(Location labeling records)
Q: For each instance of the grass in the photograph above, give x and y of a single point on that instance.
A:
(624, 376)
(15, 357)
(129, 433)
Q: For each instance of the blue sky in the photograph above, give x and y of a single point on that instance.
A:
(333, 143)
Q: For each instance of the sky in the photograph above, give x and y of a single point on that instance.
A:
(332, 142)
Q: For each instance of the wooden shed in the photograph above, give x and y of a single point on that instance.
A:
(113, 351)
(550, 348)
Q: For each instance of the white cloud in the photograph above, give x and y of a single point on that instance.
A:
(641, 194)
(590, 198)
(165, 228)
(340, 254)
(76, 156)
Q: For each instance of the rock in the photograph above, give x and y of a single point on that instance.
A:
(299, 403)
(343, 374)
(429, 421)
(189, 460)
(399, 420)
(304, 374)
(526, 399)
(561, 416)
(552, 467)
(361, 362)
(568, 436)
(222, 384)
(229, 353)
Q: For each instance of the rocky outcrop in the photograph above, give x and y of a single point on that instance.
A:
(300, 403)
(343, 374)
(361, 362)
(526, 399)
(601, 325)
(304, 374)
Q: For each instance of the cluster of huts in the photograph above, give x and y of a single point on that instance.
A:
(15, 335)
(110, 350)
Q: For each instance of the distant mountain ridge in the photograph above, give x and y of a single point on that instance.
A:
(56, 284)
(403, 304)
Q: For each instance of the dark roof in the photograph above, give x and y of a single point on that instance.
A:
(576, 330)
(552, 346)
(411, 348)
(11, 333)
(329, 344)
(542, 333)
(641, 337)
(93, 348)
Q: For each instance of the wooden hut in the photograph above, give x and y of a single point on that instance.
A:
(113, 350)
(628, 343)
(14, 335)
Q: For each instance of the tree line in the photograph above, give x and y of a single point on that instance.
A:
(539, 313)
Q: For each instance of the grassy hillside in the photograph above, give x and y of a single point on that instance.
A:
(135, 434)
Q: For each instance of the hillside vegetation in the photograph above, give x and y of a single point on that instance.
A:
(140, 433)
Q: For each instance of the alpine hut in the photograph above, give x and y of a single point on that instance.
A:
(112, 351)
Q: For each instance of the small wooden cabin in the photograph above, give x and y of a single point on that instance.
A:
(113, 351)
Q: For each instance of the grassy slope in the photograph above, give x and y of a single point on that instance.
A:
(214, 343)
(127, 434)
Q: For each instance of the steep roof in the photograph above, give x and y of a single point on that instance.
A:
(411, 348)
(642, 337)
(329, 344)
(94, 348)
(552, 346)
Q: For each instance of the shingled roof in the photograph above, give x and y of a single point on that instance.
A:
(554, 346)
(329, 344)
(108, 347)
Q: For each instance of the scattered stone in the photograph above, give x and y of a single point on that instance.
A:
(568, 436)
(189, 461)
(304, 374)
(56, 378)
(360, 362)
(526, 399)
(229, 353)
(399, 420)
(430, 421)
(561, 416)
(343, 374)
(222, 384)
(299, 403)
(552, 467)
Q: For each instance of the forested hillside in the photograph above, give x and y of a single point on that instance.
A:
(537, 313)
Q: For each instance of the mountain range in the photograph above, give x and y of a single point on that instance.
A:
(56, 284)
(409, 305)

Challenge:
Make an exact copy of the listing, including every line.

Expected answer:
Q: For each instance of the grass in the photograph above, give x and y of a single point on that instance.
A:
(624, 376)
(15, 357)
(129, 433)
Q: For each instance of the blue sky in the photograph above, give x and y of a single point on that instance.
A:
(333, 143)
Q: For each instance of the sky in the photograph above, give x and y of a single point on that instance.
A:
(332, 142)
Q: For each instance of the wooden shed in the photograph above, give x and y of a single point on that instance.
A:
(113, 351)
(550, 348)
Q: For each instance of the white cloud in the photograph above, give x and y of a single point on that instance.
A:
(641, 194)
(590, 198)
(165, 228)
(340, 254)
(76, 156)
Q: For each instance of the rock in the photograph above, give x and y of a single point on that instance.
A:
(299, 403)
(343, 374)
(429, 421)
(189, 460)
(399, 420)
(304, 374)
(526, 399)
(561, 416)
(552, 467)
(361, 362)
(568, 436)
(222, 384)
(229, 353)
Q: For each instance of the rocky outcrop in the photograph above, give x and y of a single point on that instance.
A:
(300, 403)
(343, 374)
(361, 362)
(526, 399)
(601, 325)
(304, 374)
Q: For each instance of the cluster of huts in the photograph above, give x and y of a single point on that instance.
A:
(15, 335)
(110, 350)
Q: For each instance of the distant mountain ridge in the photograph above, give x and y of a single point on that instance.
A:
(56, 284)
(403, 304)
Q: For each instance of the dark roof in the photograph above, give x and y of a single point on that instance.
A:
(576, 330)
(552, 346)
(411, 348)
(11, 333)
(329, 344)
(542, 333)
(641, 337)
(93, 348)
Q: For each instance of the wooden hut in the photograph above, give x and y of a single point on that instance.
A:
(113, 350)
(628, 343)
(14, 335)
Q: For each instance of the tree line in the photograph above, give x and y of a single point on that instance.
A:
(539, 313)
Q: For each instance of the grassy hillside in the photograph above, give x and y of a single point on that instance.
A:
(135, 434)
Q: For each instance of the hillside vegetation in the photograph above, give x and y of a single point on that instance.
A:
(140, 433)
Q: For each instance of the alpine hut in the photograph above, give x and y of a single point on that instance.
A:
(112, 351)
Q: For each instance of the small wooden cabin in the photograph above, give x and y of a single point on that instance.
A:
(113, 351)
Q: For each instance of the grassy slope in the photograph above, give x and y of a single point on that instance.
A:
(214, 343)
(127, 434)
Q: For each instance of the steep roof in the photograph above, give x and y of a single point on that instance.
A:
(411, 348)
(642, 337)
(329, 344)
(94, 348)
(552, 346)
Q: For each instance of the shingled roof in the photograph above, give x and y of a single point on that instance.
A:
(554, 346)
(329, 344)
(108, 347)
Q: For each instance of the scattered stone in the photograph above, give x and y of a single point on that instance.
A:
(568, 436)
(189, 461)
(304, 374)
(56, 378)
(360, 362)
(526, 399)
(229, 353)
(399, 420)
(430, 421)
(561, 416)
(343, 374)
(222, 384)
(299, 403)
(552, 467)
Q: For each instance of the forested hillside in the photograph above, give x and y of a single point on that instance.
A:
(537, 313)
Q: For each instance of the mountain range in the photograph above, give x and y of a single point on that instance.
A:
(56, 284)
(409, 305)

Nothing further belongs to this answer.